>> Begin

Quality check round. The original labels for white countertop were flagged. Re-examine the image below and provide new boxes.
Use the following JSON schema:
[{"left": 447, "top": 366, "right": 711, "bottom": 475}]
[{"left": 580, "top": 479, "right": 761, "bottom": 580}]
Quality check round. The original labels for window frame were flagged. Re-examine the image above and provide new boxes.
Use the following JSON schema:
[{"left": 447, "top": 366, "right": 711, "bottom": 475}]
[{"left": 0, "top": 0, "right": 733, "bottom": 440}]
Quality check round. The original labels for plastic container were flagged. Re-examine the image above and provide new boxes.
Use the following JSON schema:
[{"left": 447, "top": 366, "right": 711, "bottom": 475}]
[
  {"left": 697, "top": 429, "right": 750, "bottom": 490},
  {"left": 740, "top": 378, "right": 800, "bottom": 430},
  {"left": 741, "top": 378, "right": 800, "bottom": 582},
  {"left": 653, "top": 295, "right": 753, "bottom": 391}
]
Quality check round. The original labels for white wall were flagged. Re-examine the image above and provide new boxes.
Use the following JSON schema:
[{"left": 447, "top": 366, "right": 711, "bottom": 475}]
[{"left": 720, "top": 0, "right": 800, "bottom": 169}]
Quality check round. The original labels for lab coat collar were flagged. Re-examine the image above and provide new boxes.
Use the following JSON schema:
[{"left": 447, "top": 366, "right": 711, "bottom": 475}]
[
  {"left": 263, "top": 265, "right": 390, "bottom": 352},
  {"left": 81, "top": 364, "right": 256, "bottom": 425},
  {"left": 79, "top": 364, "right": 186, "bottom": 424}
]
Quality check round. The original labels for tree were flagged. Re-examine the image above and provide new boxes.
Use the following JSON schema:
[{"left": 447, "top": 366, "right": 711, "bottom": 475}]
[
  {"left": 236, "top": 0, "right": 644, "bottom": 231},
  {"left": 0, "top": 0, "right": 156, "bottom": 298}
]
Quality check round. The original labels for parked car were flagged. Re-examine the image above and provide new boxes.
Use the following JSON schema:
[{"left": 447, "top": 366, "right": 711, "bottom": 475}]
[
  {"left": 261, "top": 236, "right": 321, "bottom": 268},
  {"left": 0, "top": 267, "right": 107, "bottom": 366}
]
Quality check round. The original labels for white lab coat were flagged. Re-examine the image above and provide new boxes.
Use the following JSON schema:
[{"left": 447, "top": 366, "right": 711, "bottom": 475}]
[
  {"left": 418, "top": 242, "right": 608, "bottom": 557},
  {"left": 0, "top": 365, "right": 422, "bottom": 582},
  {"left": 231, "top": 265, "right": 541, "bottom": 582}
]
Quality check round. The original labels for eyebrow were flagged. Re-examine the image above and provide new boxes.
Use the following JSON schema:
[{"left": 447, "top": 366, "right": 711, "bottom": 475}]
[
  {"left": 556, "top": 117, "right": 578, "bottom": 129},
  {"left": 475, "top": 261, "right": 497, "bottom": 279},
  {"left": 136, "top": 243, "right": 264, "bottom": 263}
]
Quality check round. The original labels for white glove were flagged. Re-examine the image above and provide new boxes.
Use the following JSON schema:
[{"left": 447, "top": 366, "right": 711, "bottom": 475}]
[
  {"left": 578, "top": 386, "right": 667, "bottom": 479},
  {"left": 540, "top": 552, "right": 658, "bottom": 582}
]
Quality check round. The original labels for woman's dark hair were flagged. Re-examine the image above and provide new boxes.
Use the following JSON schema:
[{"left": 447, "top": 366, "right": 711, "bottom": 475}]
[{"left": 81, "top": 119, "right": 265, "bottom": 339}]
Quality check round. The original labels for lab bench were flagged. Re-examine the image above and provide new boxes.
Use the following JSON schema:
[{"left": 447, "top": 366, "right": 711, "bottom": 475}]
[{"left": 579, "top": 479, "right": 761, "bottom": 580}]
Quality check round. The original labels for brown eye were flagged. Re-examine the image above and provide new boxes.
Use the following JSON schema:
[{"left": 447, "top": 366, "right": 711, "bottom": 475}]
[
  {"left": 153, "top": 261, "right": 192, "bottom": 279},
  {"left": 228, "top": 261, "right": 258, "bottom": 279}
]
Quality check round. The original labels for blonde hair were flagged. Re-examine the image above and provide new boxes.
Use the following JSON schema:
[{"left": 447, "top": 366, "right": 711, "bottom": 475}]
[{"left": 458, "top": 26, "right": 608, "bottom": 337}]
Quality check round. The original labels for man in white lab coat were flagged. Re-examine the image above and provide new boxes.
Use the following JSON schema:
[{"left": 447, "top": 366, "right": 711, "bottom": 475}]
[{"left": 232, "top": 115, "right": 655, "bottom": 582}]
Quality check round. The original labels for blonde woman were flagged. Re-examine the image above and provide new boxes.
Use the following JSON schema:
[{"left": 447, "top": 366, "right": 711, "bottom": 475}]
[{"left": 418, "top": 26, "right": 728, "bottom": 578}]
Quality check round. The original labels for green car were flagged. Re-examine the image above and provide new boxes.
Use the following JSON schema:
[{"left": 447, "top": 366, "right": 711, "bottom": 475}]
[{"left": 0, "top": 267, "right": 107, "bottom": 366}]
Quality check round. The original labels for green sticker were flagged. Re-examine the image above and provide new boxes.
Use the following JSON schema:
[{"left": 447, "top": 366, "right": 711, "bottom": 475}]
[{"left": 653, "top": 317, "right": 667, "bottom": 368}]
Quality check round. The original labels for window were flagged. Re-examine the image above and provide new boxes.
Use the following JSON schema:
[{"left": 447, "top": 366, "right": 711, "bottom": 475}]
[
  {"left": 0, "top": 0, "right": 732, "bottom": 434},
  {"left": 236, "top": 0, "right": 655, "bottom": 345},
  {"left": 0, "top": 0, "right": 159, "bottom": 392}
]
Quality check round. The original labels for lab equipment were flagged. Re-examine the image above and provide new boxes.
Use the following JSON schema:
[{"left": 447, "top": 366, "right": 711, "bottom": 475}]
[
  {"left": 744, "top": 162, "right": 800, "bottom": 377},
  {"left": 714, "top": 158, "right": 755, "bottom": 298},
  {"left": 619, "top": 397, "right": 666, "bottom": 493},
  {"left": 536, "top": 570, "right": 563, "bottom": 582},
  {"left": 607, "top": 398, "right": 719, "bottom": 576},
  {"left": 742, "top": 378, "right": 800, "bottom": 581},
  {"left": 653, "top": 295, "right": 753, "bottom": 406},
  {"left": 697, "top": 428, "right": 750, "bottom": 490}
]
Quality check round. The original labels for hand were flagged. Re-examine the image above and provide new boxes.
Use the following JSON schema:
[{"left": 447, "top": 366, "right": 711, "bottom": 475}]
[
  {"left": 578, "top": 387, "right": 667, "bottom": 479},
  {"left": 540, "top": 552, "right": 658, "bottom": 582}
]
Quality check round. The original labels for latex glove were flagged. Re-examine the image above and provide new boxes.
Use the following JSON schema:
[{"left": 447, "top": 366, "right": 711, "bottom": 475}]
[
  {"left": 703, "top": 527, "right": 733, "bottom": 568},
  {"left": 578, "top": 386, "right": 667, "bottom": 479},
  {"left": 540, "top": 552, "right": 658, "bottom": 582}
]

>> End

INSTRUCTIONS TO FOLLOW ▸ Extract every line of the listing above that contains the word "glove". The match is case-sensitive.

TASK RESPONSE ▸
Quality check round. The original labels for white glove were flagged. Re-examine the image above and provide new boxes.
Quality check round. The original labels for latex glove were flagged. Re-examine the image above and provide new boxes.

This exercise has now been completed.